* [CONSIGNE 1]:
Dans la liste, recopiez le passage qui va de la ligne contenant « Can you spot the gray » jusqu'à la ligne contenant « [82,410,326,987] » incluse, en substituant « cardigan » à « sweater » et sans rien modifier d'autre. Laissez les images de côté.

* [EXTRAIT PROPOSÉ]:
☆ ☆ ☆

Plus
de quatre ans après l’entrée en vigueur, le 25 mai 2018, du règlement (UE)
2016/679 du 27 avril 2016 (le RGPD), plusieurs questions demeurent toujours en
suspens concernant les exigences concrètes du RGPD lors de la phase de due
diligence ou d’audit préalable à toute
transaction économique, notamment de type « mergers and acquisition »
(M&A).
En effet, des données à caractère personnel (DCP) de l’entité cédée sont
communiquées par le cédant au(x) candidat(s) à la cession lors de la
communication des documents, souvent par le biais d’une Data Room,
notamment concernant les salariés (les contrats de travail, d’intérim, les
mandats...), les fichiers clients (les contrats commerciaux…) voire même
fournisseurs. Or, ces DCP font l’objet d’une protection spécifique au titre du
RGPD. Il n’existe plus de déclaration ou d’autorisation auprès de la CNIL qui
viendrait valider l’échange d’informations sur une opération.
Pour
éclaircir au mieux les exigences et donc les précautions d’usage pour toute
partie prenante à une due diligence concernant les DCP en trois temps :
l’identification des parties prenantes (devant toutes être qualifiées de
responsables du traitement de DCP au sens du RGPD), sera suivie de l’analyse
des bases légales des traitements, puis des obligations respectives des parties
de manière plus détaillée.
Destinataires de DCP et responsables
du traitement
Dans le cadre d’une due diligence préparatoire à une
transaction économique, il s’agit de mettre à disposition de l’information pour
analyse et étude, en préalable à l’émission d’une offre ou des pourparlers. Les
candidats, les conseils de part et d’autre reçoivent de l’information et en
sont donc destinataires. Ce terme est défini à l’article 4 du RGPD comme visant
« la personne physique ou morale, l’autorité publique, le service ou tout autre organisme qui reçoit la communication de données à caractère personnel, qu’il s’agisse ou non d’un tiers (…) ».
Le responsable du traitement est défini comme la
personne déterminant les finalités et les moyens d’un traitement de données
personnelles (1) (même article 4 du RGPD).
Il peut faire appel à un sous-traitant qui traitera les DCP, uniquement
pour le compte du responsable
du traitement (2).
À
partir du moment où les données nominatives leur sont communiquées et qu’ils
peuvent les gérer de manière autonome, c’est-à-dire en fixant les finalités et
les moyens. L’ensemble des parties prenantes, incluant notamment le cédant,
le(s) candidat(s) à la cession, le(s) conseil(s), doivent être qualifiées de
responsable du traitement. Ils sont dès lors soumis à une responsabilité
disjointe. Ils disposent en effet chacun d’une certaine autonomie dans la
gestion de ces données, corollaire d’une responsabilité disjointe.

☆ ☆ ☆

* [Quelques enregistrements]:
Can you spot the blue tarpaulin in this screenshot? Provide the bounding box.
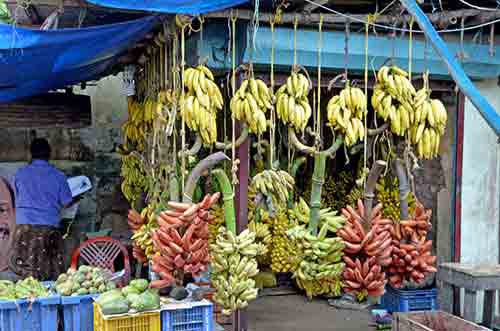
[0,17,158,103]
[87,0,248,15]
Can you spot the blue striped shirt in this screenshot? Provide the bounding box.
[14,160,73,227]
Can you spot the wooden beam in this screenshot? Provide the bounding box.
[0,93,92,129]
[203,7,500,28]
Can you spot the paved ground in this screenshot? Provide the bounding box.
[248,295,374,331]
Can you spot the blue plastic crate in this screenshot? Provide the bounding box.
[61,294,99,331]
[381,285,438,313]
[0,295,61,331]
[161,300,213,331]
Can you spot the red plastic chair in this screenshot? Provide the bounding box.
[71,237,130,287]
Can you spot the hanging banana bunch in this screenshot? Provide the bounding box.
[276,72,312,131]
[410,84,448,159]
[180,65,224,146]
[371,66,417,136]
[327,83,367,147]
[230,78,273,135]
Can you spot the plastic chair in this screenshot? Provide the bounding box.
[71,237,130,287]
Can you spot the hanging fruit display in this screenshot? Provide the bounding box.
[147,193,220,288]
[410,79,448,160]
[376,177,416,222]
[251,170,295,210]
[326,83,367,147]
[230,78,273,135]
[276,72,312,131]
[180,66,224,146]
[287,216,345,298]
[121,153,148,208]
[371,66,416,136]
[210,228,265,315]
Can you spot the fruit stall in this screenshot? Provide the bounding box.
[0,3,500,331]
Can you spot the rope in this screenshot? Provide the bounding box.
[269,16,276,169]
[231,12,238,188]
[316,15,323,139]
[363,18,370,189]
[181,24,187,194]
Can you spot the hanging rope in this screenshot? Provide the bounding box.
[316,14,323,140]
[231,11,238,188]
[269,15,276,169]
[362,16,371,189]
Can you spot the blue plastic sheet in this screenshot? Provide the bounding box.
[87,0,248,15]
[0,17,158,103]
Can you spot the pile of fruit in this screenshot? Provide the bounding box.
[230,78,273,135]
[337,200,394,301]
[276,72,312,131]
[151,193,220,288]
[55,265,116,296]
[288,216,345,298]
[121,153,148,207]
[210,228,266,315]
[96,279,160,315]
[326,84,368,147]
[0,277,50,301]
[180,66,224,146]
[387,203,437,288]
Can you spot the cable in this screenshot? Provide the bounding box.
[305,0,500,33]
[458,0,498,11]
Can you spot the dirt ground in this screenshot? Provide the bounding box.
[244,295,375,331]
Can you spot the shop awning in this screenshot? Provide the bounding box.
[87,0,248,15]
[0,17,158,103]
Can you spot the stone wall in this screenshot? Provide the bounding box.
[0,75,129,268]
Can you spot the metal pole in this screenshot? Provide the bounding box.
[400,0,500,136]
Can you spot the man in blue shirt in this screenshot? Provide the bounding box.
[11,138,73,280]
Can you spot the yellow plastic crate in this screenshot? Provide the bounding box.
[94,303,161,331]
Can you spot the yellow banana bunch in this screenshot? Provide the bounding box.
[210,227,263,315]
[180,65,224,146]
[371,66,416,136]
[276,72,312,131]
[287,224,345,298]
[230,78,273,135]
[410,88,448,159]
[121,153,148,207]
[327,85,367,146]
[251,170,295,209]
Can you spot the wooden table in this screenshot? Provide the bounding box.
[437,263,500,328]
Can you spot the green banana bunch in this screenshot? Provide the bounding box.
[276,72,312,131]
[287,224,345,298]
[210,228,264,315]
[230,78,273,135]
[410,87,448,159]
[180,65,224,146]
[326,84,368,146]
[371,66,417,136]
[251,170,295,211]
[121,153,148,208]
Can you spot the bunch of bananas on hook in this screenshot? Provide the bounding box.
[230,78,273,135]
[276,72,312,131]
[180,65,224,146]
[410,87,448,159]
[326,83,367,146]
[371,66,417,136]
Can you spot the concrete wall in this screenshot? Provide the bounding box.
[461,80,500,321]
[0,75,129,268]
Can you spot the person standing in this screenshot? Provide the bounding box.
[10,138,73,280]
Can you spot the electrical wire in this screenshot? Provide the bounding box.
[305,0,500,33]
[458,0,498,11]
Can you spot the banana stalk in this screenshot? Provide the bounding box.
[212,169,236,234]
[182,152,230,202]
[392,159,410,220]
[364,160,387,224]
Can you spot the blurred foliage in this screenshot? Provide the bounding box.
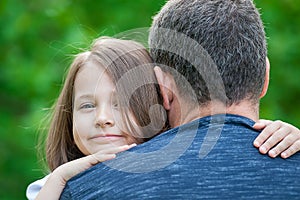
[0,0,300,199]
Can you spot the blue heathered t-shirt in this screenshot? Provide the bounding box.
[61,115,300,200]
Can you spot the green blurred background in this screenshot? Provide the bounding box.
[0,0,300,199]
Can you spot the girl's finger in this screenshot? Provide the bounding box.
[253,119,273,130]
[253,121,282,148]
[268,134,297,158]
[259,126,290,154]
[281,140,300,158]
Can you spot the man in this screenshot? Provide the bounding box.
[61,0,300,199]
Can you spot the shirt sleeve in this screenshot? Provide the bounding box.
[59,183,72,200]
[26,174,50,200]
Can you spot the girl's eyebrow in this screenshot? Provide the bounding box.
[77,94,95,99]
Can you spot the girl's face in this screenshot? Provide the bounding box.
[73,62,136,155]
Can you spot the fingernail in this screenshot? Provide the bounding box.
[259,146,267,154]
[130,143,136,147]
[269,150,276,158]
[253,141,260,147]
[281,152,287,158]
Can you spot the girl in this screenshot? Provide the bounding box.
[27,37,300,199]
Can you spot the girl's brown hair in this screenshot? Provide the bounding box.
[46,37,166,171]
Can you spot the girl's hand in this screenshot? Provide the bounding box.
[53,144,136,184]
[253,119,300,158]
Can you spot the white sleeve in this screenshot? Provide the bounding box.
[26,174,50,200]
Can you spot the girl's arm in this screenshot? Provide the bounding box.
[253,120,300,158]
[36,144,136,200]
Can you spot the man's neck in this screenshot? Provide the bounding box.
[170,101,259,127]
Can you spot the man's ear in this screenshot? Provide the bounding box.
[154,66,173,110]
[259,57,270,98]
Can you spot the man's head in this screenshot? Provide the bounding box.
[149,0,267,111]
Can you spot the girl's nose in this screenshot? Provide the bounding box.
[96,109,115,128]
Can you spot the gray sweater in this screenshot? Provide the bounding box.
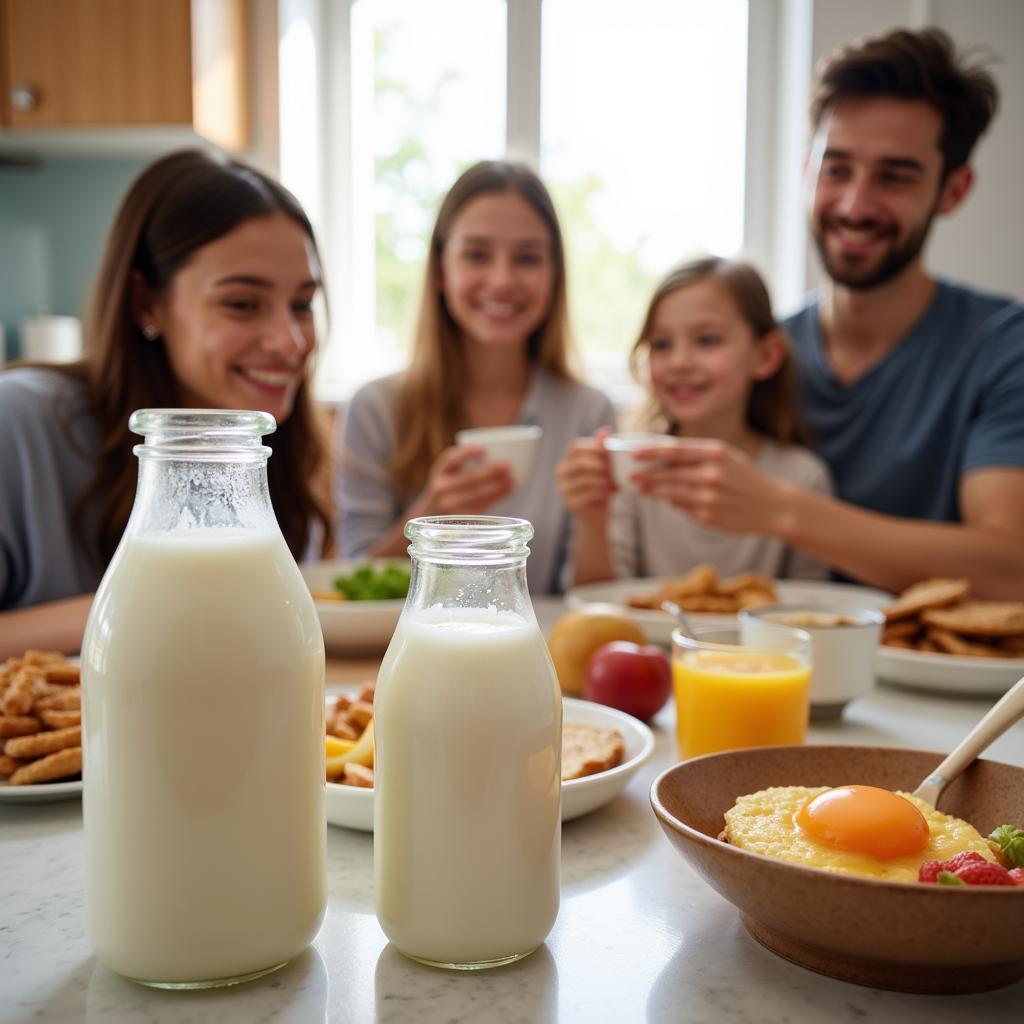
[336,370,614,594]
[0,369,103,610]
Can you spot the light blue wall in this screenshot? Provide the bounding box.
[0,158,147,359]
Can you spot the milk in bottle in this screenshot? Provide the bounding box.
[374,516,561,968]
[82,410,326,987]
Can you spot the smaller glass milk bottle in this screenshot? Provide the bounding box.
[82,409,327,988]
[374,516,562,969]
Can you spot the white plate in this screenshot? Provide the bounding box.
[299,558,406,654]
[327,697,654,831]
[565,577,893,647]
[0,778,82,804]
[874,646,1024,697]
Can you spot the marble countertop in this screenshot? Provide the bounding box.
[0,598,1024,1024]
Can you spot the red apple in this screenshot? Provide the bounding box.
[583,640,672,720]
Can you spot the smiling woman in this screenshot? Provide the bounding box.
[0,150,331,657]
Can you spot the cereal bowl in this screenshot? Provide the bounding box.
[650,746,1024,992]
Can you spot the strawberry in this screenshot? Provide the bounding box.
[944,850,991,874]
[953,861,1016,886]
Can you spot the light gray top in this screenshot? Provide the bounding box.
[336,370,615,594]
[608,439,831,580]
[0,599,1024,1024]
[0,369,103,610]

☆ ☆ ☆

* [CONSIGNE 2]:
Prolongez le texte sur le RGPD lors des due diligences en reprenant juste après sa dernière phrase.

* [RÉPONSE 1]:
Can you spot the gray cardigan in this screenshot? Provide the bounding box.
[336,370,614,594]
[0,369,103,610]
Can you spot the light blue wall in this screenshot? Provide the bounding box.
[0,158,147,359]
Can you spot the milk in bottle in this screenshot? Provide the bounding box.
[374,516,561,968]
[82,410,326,987]

* [RÉPONSE 2]:
Cette
dernière est particulièrement bienvenue dans le contexte actuel de
cyber-insécurité avec la constatation de l’augmentation des fraudes
informatiques et du piratage. En effet, elle fournira plusieurs niveaux de
responsabilité chez chacun des responsables du traitement. Un cabinet d’avocat
devra notamment mettre en place les "mesures techniques et
organisationnelles appropriées afin de garantir un niveau de sécurité adapté au
risque "(article 32 du RGPD (3).
Elle permet ainsi au cédant de limiter son exposition au risque si un conseil
ou un candidat à la cession se fait pirater, en cloisonnant juridiquement
l’étendue de sa responsabilité en cas de défaillance. Une telle qualification
entraîne des obligations au sens du RGPD qui seront détaillées ci-après.
L’intensité des obligations aux termes du RGPD est
appréciée au regard de l’objet de l’opération et de la sensibilité des données.
Le plus souvent, il s’agit d’une transaction économique qui affecte la vie des
affaires et n’est pas susceptible "d’engendrer un risque élevé pour
les droits et libertés des personnes physiques "(article 35 du RGPD). Dès lors, il n’est
pas nécessaire d’effectuer
systématiquement une analyse d’impact
relative à la protection des données, sauf cas particulier qui réunirait au moins deux des
critères précisés par le Comité européen à la protection des données (CEPD)
dans ses lignes directrices (4). Toutefois,
les obligations en termes de minimisation des données communiquées (pour
garantir que seules les données nécessaires au regard de chaque finalité
spécifique du traitement sont traitées) et d’ « accountability » (obligation de mettre en œuvre des mécanismes et
procédures internes permettant de démontrer le respect des règles
relatives à la protection des données )5) du RGPD doivent être dûment respectées et documentées.
Les bases légales des traitements
Il ne
peut y avoir de traitement autorisé sans une seule (et rien qu’une seule) base
légale applicable. Cette identification de la base légale est souvent
compliquée. La solution de facilité serait d’éviter l’application des
contraintes du RGPD en faisant disparaître les DCP par le biais de l’anonymisation
des documents.
L’anonymisation comme échappatoire illusoire
Le
RGPD protège les données à caractère personnel. Dès lors, afin d’éviter
l’application même du RGPD, il suffirait de supprimer les DCP des documents en
les anonymisant ou en les agrégeant (caviardage, production de modèle de
contrat…). Cette solution est possible lorsque l’opération de M&A porte sur
une entité à taille assez réduite et devient impossible en pratique lorsque des
centaines voire des milliers de documents doivent être analysés (6). En effet, pour toute transaction et
particulièrement pour les M&A, « time is of the essence ».
L’allongement des délais pour anonymiser tous les documents serait
problématique, sans compter le coût supplémentaire d’une telle procédure (7). De plus, il est difficile de déterminer
précisément une DCP car une même donnée peut être considérée comme ayant un
caractère personnel dans une matière juridique ou un contexte donné, et ne plus
avoir ce caractère personnel lorsque l’on bascule dans une autre matière
juridique ou un autre contexte.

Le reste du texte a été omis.